Copy the lines again with "instance" switched to "occurrence" and nothing else changed, starting with the line that contains "Point to the browned" and going on through the line that contains "x=248 y=159". Give only those lines.

★ ★ ★

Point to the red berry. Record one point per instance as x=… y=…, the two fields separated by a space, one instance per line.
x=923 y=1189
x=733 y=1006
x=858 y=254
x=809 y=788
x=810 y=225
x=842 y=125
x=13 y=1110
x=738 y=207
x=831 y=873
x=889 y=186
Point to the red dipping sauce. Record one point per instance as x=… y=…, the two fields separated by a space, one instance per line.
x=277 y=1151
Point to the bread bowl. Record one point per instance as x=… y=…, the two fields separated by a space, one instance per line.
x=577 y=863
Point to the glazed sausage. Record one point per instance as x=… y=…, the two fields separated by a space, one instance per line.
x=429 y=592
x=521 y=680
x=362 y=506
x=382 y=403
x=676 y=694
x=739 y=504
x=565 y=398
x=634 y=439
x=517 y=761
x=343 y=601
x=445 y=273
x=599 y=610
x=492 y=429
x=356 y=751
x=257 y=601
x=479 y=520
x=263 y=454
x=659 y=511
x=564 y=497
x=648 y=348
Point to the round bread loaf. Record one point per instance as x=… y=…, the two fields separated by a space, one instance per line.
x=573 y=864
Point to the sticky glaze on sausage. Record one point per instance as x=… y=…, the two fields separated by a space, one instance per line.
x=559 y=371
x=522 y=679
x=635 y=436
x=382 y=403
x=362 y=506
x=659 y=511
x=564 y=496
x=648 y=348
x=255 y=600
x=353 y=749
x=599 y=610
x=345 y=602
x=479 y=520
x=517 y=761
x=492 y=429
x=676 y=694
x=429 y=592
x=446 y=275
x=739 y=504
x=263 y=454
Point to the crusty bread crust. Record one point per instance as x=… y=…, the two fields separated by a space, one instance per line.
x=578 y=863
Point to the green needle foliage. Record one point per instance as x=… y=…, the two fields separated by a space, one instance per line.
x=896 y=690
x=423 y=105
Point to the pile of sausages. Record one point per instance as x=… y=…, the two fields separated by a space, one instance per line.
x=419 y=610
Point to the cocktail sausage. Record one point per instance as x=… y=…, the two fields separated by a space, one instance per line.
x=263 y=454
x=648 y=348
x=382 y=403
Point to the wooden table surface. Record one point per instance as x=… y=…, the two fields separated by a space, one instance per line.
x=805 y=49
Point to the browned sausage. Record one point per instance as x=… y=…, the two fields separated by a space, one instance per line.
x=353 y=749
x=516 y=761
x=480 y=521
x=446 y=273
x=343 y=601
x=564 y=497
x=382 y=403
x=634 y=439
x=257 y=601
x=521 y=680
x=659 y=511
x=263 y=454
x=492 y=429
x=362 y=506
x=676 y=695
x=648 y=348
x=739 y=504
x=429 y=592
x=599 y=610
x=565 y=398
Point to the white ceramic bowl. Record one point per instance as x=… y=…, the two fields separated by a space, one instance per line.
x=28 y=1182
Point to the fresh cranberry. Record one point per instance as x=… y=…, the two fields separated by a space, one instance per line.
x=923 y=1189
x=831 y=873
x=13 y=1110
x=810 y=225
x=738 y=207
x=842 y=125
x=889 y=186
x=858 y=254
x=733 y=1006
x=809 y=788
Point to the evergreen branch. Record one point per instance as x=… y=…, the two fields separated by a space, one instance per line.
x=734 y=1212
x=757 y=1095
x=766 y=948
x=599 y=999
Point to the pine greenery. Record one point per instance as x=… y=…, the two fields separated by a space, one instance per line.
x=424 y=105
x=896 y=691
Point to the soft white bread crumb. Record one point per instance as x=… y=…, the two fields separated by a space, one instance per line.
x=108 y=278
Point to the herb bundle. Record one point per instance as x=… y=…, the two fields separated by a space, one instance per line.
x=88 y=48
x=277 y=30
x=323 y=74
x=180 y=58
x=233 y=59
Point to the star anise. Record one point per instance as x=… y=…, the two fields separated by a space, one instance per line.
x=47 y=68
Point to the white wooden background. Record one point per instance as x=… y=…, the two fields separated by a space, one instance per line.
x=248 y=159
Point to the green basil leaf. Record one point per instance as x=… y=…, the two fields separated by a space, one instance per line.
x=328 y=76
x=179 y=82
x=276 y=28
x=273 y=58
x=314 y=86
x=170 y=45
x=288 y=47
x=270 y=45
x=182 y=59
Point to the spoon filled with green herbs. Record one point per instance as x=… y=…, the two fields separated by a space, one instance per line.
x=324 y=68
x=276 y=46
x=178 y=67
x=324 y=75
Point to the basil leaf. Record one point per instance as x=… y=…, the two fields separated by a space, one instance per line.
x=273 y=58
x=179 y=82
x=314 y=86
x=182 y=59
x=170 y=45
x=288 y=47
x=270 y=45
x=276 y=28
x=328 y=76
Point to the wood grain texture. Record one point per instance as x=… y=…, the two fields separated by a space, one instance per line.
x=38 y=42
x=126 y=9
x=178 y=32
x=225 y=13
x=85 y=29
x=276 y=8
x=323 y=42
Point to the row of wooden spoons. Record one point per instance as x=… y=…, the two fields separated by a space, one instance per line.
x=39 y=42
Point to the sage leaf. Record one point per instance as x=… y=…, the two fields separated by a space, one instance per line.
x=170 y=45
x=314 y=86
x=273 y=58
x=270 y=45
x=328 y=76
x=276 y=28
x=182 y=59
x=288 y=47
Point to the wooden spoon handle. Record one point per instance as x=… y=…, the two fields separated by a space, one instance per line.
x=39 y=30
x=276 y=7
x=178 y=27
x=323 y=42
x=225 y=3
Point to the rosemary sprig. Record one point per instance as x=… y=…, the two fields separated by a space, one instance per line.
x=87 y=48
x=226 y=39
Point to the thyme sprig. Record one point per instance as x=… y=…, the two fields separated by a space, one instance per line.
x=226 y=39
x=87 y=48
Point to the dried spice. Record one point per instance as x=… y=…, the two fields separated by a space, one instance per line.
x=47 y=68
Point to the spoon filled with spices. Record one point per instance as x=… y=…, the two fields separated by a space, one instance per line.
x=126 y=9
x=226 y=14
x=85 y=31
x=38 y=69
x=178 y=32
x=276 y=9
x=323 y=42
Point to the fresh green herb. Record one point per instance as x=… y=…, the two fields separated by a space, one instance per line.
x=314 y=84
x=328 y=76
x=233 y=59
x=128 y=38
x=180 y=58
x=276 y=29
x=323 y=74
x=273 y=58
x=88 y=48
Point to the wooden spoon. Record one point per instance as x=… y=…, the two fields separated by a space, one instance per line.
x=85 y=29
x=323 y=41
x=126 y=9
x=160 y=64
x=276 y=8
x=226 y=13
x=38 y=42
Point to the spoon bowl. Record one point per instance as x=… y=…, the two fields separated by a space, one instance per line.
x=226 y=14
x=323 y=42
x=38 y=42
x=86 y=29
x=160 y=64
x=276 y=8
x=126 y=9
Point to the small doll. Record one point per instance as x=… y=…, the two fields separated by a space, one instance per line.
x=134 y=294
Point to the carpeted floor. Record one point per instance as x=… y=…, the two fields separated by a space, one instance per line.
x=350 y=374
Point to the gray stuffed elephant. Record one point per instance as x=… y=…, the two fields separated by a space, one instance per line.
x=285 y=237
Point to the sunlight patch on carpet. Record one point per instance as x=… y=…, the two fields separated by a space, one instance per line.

★ ★ ★

RESULT –
Point to the browned sausage. Record one point per occurrence as x=… y=…, the two fields separated by a space, one occurrence per line.
x=353 y=749
x=516 y=761
x=480 y=521
x=446 y=273
x=343 y=601
x=564 y=497
x=382 y=403
x=634 y=439
x=257 y=601
x=521 y=680
x=659 y=511
x=263 y=454
x=492 y=429
x=362 y=506
x=676 y=695
x=648 y=348
x=739 y=504
x=429 y=592
x=599 y=610
x=565 y=398
Point to the white ceramic bowl. Record one point per occurrence as x=… y=…, the two fields separated by a space, one occurrence per line.
x=28 y=1182
Point to the fresh cranberry. Record one point per occurrence as x=… y=…, the two fields separated by a space, one occurrence per line.
x=923 y=1189
x=831 y=873
x=13 y=1110
x=810 y=225
x=738 y=207
x=842 y=125
x=889 y=186
x=858 y=254
x=733 y=1006
x=809 y=788
Point to the evergreen branch. Record one point per occurrence as x=… y=…, the two fields separated by a space, one occurrence per line.
x=734 y=1212
x=757 y=1095
x=766 y=948
x=599 y=999
Point to the pine greenery. Record one point per occurrence as x=… y=…, the two fields separated by a space, one occurrence per line.
x=424 y=105
x=896 y=691
Point to the soft white bread crumb. Record one point per occurrence as x=… y=…, the two fields separated by a space, one occurrence per line.
x=108 y=278
Point to the herb bundle. Record one point per occurrence as x=… y=…, the two fields separated by a space, one occurrence per line.
x=88 y=48
x=277 y=30
x=323 y=74
x=180 y=58
x=233 y=59
Point to the star anise. Record one point per occurrence as x=… y=…, the two fields separated by a space, one occurrence per line.
x=47 y=68
Point to the white wooden background. Record one point per occurrence as x=… y=…, the two fields separated by a space, one occurrence per line.
x=248 y=159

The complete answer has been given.